▶ _Activity_
Your task is to find every line of the listing that includes "exact" and copy it.

▶ _Task input_
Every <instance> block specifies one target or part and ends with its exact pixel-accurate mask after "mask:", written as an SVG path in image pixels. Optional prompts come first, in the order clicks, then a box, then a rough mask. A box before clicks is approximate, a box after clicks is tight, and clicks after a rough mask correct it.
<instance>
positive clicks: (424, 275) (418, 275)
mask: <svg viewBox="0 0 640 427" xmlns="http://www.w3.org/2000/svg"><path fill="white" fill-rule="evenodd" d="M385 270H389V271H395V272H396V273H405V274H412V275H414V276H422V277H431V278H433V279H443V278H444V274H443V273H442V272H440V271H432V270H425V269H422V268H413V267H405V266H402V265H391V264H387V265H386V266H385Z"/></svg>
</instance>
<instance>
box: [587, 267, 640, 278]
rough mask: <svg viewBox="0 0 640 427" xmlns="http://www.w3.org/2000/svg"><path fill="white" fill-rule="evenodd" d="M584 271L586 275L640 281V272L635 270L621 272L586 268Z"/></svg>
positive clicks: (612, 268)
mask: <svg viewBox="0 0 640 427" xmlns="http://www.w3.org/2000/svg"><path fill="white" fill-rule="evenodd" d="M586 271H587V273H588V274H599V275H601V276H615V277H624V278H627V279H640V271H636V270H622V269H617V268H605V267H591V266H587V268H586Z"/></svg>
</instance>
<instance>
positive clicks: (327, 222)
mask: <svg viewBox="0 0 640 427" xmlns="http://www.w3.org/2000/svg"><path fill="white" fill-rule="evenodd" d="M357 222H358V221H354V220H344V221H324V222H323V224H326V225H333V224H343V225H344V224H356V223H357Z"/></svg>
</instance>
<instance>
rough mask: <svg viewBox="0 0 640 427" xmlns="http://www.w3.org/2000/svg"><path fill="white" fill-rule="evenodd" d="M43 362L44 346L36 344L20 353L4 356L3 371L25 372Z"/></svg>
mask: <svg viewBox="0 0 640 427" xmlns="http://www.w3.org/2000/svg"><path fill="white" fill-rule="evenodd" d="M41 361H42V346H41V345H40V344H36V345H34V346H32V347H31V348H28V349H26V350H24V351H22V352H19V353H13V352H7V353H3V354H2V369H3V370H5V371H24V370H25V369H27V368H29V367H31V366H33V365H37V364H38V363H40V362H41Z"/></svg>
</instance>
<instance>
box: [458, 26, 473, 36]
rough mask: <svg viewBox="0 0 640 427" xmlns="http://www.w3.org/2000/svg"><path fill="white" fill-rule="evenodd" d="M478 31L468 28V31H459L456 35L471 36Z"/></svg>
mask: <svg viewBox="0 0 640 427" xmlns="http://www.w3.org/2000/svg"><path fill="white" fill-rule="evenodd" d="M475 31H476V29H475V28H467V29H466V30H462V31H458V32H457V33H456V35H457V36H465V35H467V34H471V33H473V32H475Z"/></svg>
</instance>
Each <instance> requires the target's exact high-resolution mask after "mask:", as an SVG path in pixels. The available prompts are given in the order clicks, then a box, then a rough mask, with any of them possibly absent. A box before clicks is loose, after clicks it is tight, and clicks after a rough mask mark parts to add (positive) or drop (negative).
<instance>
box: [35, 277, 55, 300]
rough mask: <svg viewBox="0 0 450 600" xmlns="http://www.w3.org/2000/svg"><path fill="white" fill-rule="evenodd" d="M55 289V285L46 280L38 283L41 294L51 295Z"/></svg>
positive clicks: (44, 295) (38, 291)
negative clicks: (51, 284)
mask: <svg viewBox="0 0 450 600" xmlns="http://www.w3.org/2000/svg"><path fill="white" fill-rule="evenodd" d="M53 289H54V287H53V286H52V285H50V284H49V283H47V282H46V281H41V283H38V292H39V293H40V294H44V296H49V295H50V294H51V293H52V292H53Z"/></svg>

▶ _Result_
Every <instance> block specifies one target or part and ends with its exact pixel-accurate mask after "mask:", written as an SVG path in image pixels. Optional prompts come first, in the order clicks, then a box, then a rough mask. A box before clicks is approximate, a box after clicks is tight, and clicks after a rough mask correct it.
Each <instance> requires the target's exact high-resolution mask after "mask:", as an SVG path in pixels. The available prompts are given in the order clicks, then a box, then a rough mask, with any of them possibly absent. A box before clicks is loose, after clicks it is tight, and clicks after a rough mask mark parts to add (positive) or drop (negative).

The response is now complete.